MATERIAL:
* * * *

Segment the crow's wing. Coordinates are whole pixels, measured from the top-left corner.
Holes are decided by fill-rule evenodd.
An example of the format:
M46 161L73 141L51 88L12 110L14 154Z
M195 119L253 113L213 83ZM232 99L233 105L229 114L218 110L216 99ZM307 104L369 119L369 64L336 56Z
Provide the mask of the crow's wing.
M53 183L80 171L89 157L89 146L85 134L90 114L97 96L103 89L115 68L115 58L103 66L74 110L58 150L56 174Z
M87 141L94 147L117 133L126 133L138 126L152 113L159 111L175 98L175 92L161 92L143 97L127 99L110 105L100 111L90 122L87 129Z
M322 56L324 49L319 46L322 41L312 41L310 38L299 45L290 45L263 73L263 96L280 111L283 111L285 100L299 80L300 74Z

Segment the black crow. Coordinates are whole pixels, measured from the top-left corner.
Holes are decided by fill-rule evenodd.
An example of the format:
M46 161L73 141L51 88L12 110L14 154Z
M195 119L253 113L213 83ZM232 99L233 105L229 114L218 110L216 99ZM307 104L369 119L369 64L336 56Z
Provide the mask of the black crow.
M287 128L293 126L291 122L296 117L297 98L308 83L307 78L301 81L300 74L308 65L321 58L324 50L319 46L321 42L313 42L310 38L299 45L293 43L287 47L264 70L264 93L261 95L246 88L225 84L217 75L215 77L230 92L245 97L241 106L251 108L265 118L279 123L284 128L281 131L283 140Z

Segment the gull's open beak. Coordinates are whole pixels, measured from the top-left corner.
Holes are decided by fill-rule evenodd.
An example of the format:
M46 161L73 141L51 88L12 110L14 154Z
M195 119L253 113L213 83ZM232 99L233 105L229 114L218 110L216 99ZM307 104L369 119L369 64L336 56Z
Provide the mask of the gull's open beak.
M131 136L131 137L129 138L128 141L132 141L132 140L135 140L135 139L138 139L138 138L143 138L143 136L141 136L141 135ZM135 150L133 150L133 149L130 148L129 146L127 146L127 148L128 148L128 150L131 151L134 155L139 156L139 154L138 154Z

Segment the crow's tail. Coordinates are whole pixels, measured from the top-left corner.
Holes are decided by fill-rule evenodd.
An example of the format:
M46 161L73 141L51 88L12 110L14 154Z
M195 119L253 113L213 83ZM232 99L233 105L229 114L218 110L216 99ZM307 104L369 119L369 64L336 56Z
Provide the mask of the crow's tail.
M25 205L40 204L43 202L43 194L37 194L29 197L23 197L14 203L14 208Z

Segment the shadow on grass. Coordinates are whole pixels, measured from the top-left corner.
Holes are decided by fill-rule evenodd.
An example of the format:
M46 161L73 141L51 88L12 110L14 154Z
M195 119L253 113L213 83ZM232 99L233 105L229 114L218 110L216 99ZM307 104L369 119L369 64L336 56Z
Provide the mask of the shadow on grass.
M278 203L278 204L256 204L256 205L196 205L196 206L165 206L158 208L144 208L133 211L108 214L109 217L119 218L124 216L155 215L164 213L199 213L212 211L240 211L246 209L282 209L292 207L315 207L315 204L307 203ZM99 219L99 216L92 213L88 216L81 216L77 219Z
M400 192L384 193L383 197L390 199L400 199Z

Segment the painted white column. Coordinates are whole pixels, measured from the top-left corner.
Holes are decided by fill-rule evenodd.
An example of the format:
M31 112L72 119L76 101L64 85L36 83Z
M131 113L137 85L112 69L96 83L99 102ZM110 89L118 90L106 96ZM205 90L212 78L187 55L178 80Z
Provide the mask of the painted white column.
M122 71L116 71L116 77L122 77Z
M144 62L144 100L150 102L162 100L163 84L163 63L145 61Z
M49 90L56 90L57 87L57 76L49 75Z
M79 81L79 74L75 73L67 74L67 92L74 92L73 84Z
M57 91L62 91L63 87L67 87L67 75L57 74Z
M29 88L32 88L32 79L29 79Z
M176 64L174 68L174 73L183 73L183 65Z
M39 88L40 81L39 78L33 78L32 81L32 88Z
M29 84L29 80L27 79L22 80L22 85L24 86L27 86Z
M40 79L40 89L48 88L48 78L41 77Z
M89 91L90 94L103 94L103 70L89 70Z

* * * *

Lay out all of the lines above as a JSON list of strings, one string per line, leaving out the blank lines.

[
  "Segment the crow's wing. Coordinates are whole pixels, measured from the top-left corner.",
  "Holes are decided by fill-rule evenodd.",
  "An example of the format:",
  "M46 161L73 141L51 88L12 110L14 154Z",
  "M195 119L253 113L213 83ZM232 99L233 105L229 114L218 110L216 99ZM307 104L369 119L369 64L336 56Z",
  "Provide the mask of the crow's wing.",
  "M53 183L80 171L89 157L89 146L85 134L90 114L97 96L103 89L115 68L115 58L103 66L74 110L58 150L56 174Z",
  "M87 141L94 147L117 133L126 133L138 126L152 113L159 111L175 98L175 92L161 92L143 97L127 99L110 105L100 111L90 122L87 129Z",
  "M322 56L324 49L319 46L322 41L312 41L310 38L299 45L290 45L263 73L263 96L280 111L283 111L285 100L299 80L300 74Z",
  "Segment the black crow. Coordinates are whole pixels, measured from the top-left corner.",
  "Holes are decided by fill-rule evenodd.",
  "An example of the format:",
  "M46 161L73 141L51 88L12 110L14 154Z",
  "M195 119L253 113L213 83ZM232 99L233 105L229 114L218 110L216 99ZM307 104L369 119L369 64L336 56Z",
  "Provide the mask of the black crow.",
  "M287 128L293 126L291 122L296 117L297 98L308 83L307 78L301 81L300 74L308 65L321 58L324 50L319 46L321 42L313 42L310 38L299 45L293 43L287 47L264 70L264 93L261 95L246 88L225 84L217 75L215 77L230 92L245 97L241 106L251 108L265 118L279 123L284 128L281 131L283 140Z",
  "Segment the gull's open beak. Coordinates are whole pixels, measured from the top-left corner.",
  "Holes are decided by fill-rule evenodd.",
  "An example of the format:",
  "M46 161L73 141L51 88L12 110L14 154Z",
  "M195 119L253 113L213 83ZM232 99L233 105L229 114L218 110L216 99ZM307 104L369 119L369 64L336 56Z",
  "Provide the mask of the gull's open beak.",
  "M131 136L131 137L129 138L128 141L132 141L132 140L135 140L135 139L138 139L138 138L143 138L143 136L141 136L141 135ZM135 150L133 150L133 149L130 148L129 146L127 146L127 148L128 148L128 150L131 151L134 155L139 156L139 154L138 154Z",
  "Segment the crow's tail. Coordinates are whole pixels, measured from the top-left corner.",
  "Holes are decided by fill-rule evenodd.",
  "An example of the format:",
  "M46 161L73 141L51 88L12 110L14 154Z",
  "M195 119L253 113L213 83ZM232 99L233 105L229 114L218 110L216 99ZM307 104L369 119L369 64L336 56Z",
  "Provide the mask of the crow's tail.",
  "M25 205L40 204L43 202L43 194L37 194L29 197L23 197L14 203L14 208Z",
  "Segment the shadow on grass. Coordinates are whole pixels, measured from the top-left corner.",
  "Holes are decided by fill-rule evenodd.",
  "An example of the format:",
  "M46 161L73 141L51 88L12 110L14 154Z",
  "M195 119L253 113L213 83ZM232 99L233 105L229 114L218 110L216 99ZM307 104L369 119L369 64L336 56Z",
  "Provide the mask of the shadow on grass.",
  "M278 203L278 204L256 204L256 205L196 205L196 206L165 206L158 208L144 208L133 211L108 214L109 217L119 218L124 216L155 215L164 213L199 213L212 211L240 211L246 209L282 209L292 207L315 207L315 204L307 203ZM99 219L99 216L92 213L88 216L81 216L77 219Z",
  "M400 192L384 193L383 197L390 199L400 199Z",
  "Segment the painted white column. Coordinates are whole pixels, measured from the top-left corner.",
  "Holes are decided by fill-rule evenodd.",
  "An example of the format:",
  "M31 112L72 119L76 101L64 85L36 83Z",
  "M131 113L137 85L112 69L96 83L99 102ZM110 89L118 90L106 96ZM205 90L212 78L187 55L178 80Z",
  "Provide the mask of the painted white column.",
  "M122 71L116 71L116 77L122 77Z",
  "M144 62L144 100L150 102L162 100L163 84L163 63L145 61Z",
  "M49 90L56 90L57 87L57 76L49 75Z",
  "M79 81L79 74L75 73L67 74L67 92L74 92L73 84Z",
  "M57 91L62 91L63 87L67 87L67 75L57 74Z",
  "M29 88L32 88L32 79L29 79Z",
  "M176 64L174 68L174 73L183 73L183 65Z",
  "M39 88L40 81L39 78L33 78L32 81L32 88Z",
  "M29 84L29 80L27 79L22 80L22 85L24 86L27 86Z",
  "M40 79L40 89L48 88L48 78L41 77Z",
  "M89 91L90 94L103 94L103 70L89 70Z"
]